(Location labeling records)
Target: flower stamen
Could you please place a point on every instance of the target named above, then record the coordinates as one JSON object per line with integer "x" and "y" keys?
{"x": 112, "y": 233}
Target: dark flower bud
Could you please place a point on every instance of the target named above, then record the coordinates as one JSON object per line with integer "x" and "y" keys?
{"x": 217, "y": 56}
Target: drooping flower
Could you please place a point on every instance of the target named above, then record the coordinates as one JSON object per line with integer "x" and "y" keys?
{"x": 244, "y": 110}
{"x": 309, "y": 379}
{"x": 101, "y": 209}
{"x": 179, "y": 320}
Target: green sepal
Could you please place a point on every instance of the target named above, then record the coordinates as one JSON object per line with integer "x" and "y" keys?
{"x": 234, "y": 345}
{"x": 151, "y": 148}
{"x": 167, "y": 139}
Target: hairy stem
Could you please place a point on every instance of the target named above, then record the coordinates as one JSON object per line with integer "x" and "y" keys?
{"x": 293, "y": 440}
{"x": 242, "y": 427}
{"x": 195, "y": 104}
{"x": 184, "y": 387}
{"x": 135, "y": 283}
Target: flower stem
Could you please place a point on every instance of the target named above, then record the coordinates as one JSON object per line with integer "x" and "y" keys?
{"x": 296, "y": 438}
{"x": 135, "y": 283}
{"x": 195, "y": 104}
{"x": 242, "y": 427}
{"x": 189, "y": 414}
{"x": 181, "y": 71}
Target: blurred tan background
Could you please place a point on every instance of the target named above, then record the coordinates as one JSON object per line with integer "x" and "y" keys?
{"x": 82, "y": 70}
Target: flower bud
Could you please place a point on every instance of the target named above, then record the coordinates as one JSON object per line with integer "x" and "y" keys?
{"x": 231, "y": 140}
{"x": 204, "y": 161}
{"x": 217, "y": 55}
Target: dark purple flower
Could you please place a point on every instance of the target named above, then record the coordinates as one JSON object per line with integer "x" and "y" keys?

[Exercise goal]
Rewrite all of the records above as a numbered list, one line per item, leaving out any blank lines.

[Result for this task]
1. Target: flower stamen
2. Could you please place a point on every instance of the target named above, then record the coordinates as one JSON object per line with integer "x" and "y" keys?
3. {"x": 112, "y": 233}
4. Target: dark flower bud
5. Could you please place a point on every instance of the target named above, then record the coordinates as one JSON object per line with integer "x" and "y" keys?
6. {"x": 217, "y": 56}
7. Target: drooping flower
8. Could you please place a point on every instance of the target named above, then record the coordinates as one JSON object per line with integer "x" and "y" keys?
9. {"x": 244, "y": 110}
10. {"x": 309, "y": 379}
11. {"x": 101, "y": 209}
12. {"x": 179, "y": 320}
13. Target: green sepal
14. Could you please place a point on every instance of the target named above, then record the coordinates as one JSON object per line with integer "x" and "y" keys?
15. {"x": 234, "y": 345}
16. {"x": 151, "y": 148}
17. {"x": 167, "y": 139}
18. Target: hairy stem
19. Could you please place a point on every instance of the target named above, then record the coordinates as one JSON object per line with integer "x" and "y" keys?
20. {"x": 293, "y": 440}
21. {"x": 242, "y": 427}
22. {"x": 195, "y": 104}
23. {"x": 184, "y": 387}
24. {"x": 135, "y": 283}
25. Target: flower stem
26. Could you please place a point on every instance of the target named above, then record the coordinates as one JSON object per line with integer "x" and "y" keys?
27. {"x": 296, "y": 438}
28. {"x": 135, "y": 283}
29. {"x": 195, "y": 104}
30. {"x": 242, "y": 427}
31. {"x": 189, "y": 414}
32. {"x": 181, "y": 71}
33. Target: blurred tan background
34. Could you please place a point on every instance of the target named above, then record the coordinates as one JSON object per line with integer "x" and "y" keys?
35. {"x": 82, "y": 70}
36. Target: flower bud
37. Could you please place a point on every instance of the target named above, then record the coordinates as one JSON object per line with integer "x" and "y" keys?
38. {"x": 231, "y": 140}
39. {"x": 204, "y": 161}
40. {"x": 217, "y": 55}
41. Target: dark purple flower
42. Could you please place a point on every instance of the target named above, then record the coordinates as one JSON object per line with integer "x" and "y" keys?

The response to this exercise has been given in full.